* [WRITTEN INSTRUCTION] Reproduce the data below word for word, beginning with the line that contains "Each instance of the bare" and continuing through the last line of the data.

Records of labeled points

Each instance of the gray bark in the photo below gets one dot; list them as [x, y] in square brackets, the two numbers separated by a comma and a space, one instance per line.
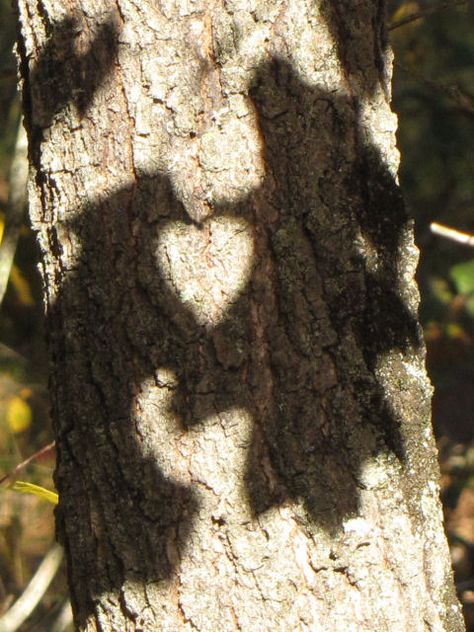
[239, 394]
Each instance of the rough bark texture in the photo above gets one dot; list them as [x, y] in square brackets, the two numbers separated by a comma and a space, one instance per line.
[239, 394]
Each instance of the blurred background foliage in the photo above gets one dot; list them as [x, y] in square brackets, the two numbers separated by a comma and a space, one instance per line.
[433, 94]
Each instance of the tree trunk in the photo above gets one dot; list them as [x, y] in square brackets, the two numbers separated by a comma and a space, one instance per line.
[238, 385]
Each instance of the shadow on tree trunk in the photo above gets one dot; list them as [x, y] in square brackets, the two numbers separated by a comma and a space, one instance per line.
[298, 347]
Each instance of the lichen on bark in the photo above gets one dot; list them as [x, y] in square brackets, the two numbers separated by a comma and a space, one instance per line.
[239, 394]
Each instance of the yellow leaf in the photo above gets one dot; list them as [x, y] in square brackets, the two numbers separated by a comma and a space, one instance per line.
[404, 10]
[18, 415]
[36, 490]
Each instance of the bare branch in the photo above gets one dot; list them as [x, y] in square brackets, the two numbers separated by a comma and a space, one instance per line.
[451, 233]
[463, 101]
[419, 15]
[41, 452]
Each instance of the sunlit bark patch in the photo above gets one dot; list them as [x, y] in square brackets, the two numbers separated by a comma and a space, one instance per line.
[206, 267]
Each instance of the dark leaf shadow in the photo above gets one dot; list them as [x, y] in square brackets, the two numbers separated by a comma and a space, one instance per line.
[309, 381]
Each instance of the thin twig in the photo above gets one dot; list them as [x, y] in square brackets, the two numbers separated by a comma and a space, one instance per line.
[454, 93]
[41, 452]
[419, 15]
[451, 233]
[15, 208]
[34, 592]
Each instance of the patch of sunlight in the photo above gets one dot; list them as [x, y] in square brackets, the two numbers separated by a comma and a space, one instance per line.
[208, 267]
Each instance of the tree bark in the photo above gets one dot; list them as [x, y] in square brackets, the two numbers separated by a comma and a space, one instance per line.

* [RESULT FOR THIS EXERCISE]
Each instance of the bare branch in the photo above gets one dot; list them as [x, y] in square brackets, the two numbers separated by a comma and a space, one instance per line.
[451, 233]
[463, 101]
[419, 15]
[41, 452]
Each instance of the sunlit bark patch in the photo above gets one dot; list them as [x, y] in square brackets, the two numbers separated by a comma and a space, one instance per line.
[206, 267]
Each instance of the dark leaf shadow in the photo above gets one dot; list them as [x, y] in square brackets, the two numbers separated by a comma and a space, one instance per line.
[309, 381]
Each instance of the thin twig in the photo above gets one dot; list them as [x, y] in square brackets, the two numbers separated by a comma and a space, one instance per line.
[454, 93]
[41, 452]
[419, 15]
[451, 233]
[15, 208]
[34, 592]
Each instance of the patch of sunlight in the photo above gets one dot; list them as [x, y] in square brackets, the two numbers separated by a comma and a space, one instance per line.
[208, 267]
Each instance of the tree bark in the photo above gets one dot; list them as [x, y] in square brackets, the two numbers separated by a comma and a space, one instance per line.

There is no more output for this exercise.